Your goal |
Can you give every line of the rows below as a JSON list of strings, one string per line, skipping any blank lines?
--- start ---
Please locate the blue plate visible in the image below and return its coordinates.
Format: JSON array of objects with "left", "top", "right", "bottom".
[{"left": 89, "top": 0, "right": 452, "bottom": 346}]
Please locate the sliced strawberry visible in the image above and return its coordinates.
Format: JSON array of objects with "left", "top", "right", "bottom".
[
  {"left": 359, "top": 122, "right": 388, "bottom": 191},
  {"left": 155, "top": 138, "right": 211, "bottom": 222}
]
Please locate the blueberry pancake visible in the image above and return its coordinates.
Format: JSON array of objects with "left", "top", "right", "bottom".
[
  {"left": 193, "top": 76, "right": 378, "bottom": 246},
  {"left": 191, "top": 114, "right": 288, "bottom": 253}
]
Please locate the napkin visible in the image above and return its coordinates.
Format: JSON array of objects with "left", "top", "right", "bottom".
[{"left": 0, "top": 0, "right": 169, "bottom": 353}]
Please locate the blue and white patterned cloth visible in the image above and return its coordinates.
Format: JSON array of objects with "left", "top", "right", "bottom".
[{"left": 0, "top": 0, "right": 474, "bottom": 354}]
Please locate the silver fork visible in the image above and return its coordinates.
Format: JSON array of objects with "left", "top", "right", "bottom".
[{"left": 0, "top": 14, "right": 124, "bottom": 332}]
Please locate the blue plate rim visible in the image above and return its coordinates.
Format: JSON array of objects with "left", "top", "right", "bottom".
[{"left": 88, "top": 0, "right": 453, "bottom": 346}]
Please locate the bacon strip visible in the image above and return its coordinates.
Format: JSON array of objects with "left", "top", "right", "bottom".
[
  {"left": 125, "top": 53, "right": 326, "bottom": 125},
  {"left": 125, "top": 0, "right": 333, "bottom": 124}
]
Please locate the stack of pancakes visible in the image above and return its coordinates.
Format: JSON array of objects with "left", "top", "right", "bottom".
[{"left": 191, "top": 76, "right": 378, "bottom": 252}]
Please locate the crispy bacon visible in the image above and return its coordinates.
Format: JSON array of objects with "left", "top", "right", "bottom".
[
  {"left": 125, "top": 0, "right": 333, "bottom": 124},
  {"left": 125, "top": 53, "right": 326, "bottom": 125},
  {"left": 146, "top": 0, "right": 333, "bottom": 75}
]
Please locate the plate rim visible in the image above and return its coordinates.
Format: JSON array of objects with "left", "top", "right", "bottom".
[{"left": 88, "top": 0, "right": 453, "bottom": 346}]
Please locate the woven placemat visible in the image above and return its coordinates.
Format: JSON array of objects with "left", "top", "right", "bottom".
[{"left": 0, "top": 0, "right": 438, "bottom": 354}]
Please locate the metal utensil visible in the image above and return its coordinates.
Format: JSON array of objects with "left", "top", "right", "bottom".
--- end ---
Solution |
[
  "Please locate the blue plate visible in the image below and return its coordinates.",
  "Format: JSON array of objects with \"left\", \"top\", \"right\", \"bottom\".",
  "[{\"left\": 89, \"top\": 0, \"right\": 452, \"bottom\": 346}]",
  "Please locate the sliced strawberry visible in the image above and return its coordinates.",
  "Format: JSON array of objects with \"left\", \"top\", \"right\", \"bottom\".",
  "[",
  "  {\"left\": 359, \"top\": 122, \"right\": 388, \"bottom\": 191},",
  "  {\"left\": 155, \"top\": 138, \"right\": 211, \"bottom\": 222}",
  "]",
  "Please locate the blueberry pancake visible in the image above and return its coordinates.",
  "Format: JSON array of objects with \"left\", \"top\", \"right\", \"bottom\".",
  "[",
  "  {\"left\": 193, \"top\": 76, \"right\": 378, \"bottom\": 246},",
  "  {\"left\": 191, \"top\": 114, \"right\": 288, \"bottom\": 253}",
  "]",
  "Please locate the napkin visible in the image above and return its coordinates.",
  "Format: JSON array of objects with \"left\", \"top\", \"right\", \"bottom\".",
  "[{\"left\": 0, \"top\": 0, \"right\": 169, \"bottom\": 353}]",
  "Please locate the blue and white patterned cloth visible in the image above and return its coordinates.",
  "Format: JSON array of objects with \"left\", \"top\", \"right\", \"bottom\".",
  "[{\"left\": 0, \"top\": 0, \"right\": 474, \"bottom\": 354}]",
  "Please locate the silver fork visible in the image above and return its coordinates.",
  "Format: JSON array of objects with \"left\", \"top\", \"right\", \"bottom\".",
  "[{\"left\": 0, \"top\": 14, \"right\": 124, \"bottom\": 332}]",
  "Please locate the blue plate rim visible in the image above and return its coordinates.",
  "Format: JSON array of objects with \"left\", \"top\", \"right\", \"bottom\".",
  "[{\"left\": 88, \"top\": 0, \"right\": 453, \"bottom\": 346}]",
  "Please locate the bacon strip visible in the image above and return its coordinates.",
  "Format: JSON array of objects with \"left\", \"top\", \"right\", \"bottom\".",
  "[",
  "  {\"left\": 125, \"top\": 53, \"right\": 326, \"bottom\": 125},",
  "  {\"left\": 125, \"top\": 0, \"right\": 333, \"bottom\": 124}",
  "]",
  "Please locate the stack of pancakes visible in the image above and return its coordinates.",
  "Format: JSON array of objects with \"left\", \"top\", \"right\", \"bottom\".",
  "[{\"left\": 191, \"top\": 76, \"right\": 378, \"bottom\": 252}]",
  "Please locate the crispy bacon visible in the image above and return its coordinates.",
  "Format: JSON array of objects with \"left\", \"top\", \"right\", \"bottom\".",
  "[",
  "  {\"left\": 125, \"top\": 0, \"right\": 333, \"bottom\": 124},",
  "  {\"left\": 125, \"top\": 53, \"right\": 326, \"bottom\": 125},",
  "  {\"left\": 146, \"top\": 0, \"right\": 333, \"bottom\": 75}",
  "]",
  "Please locate the plate rim visible in the image above and return its coordinates.",
  "Format: JSON array of objects with \"left\", \"top\", \"right\", \"bottom\".",
  "[{\"left\": 88, \"top\": 0, \"right\": 453, \"bottom\": 346}]",
  "Please locate the woven placemat visible in the image above and return its coordinates.",
  "Format: JSON array of objects with \"left\", \"top\", \"right\", \"bottom\".",
  "[{\"left\": 0, \"top\": 0, \"right\": 438, \"bottom\": 354}]",
  "Please locate the metal utensil visible in the image above and return its coordinates.",
  "Format: JSON array of objects with \"left\", \"top\", \"right\", \"bottom\"."
]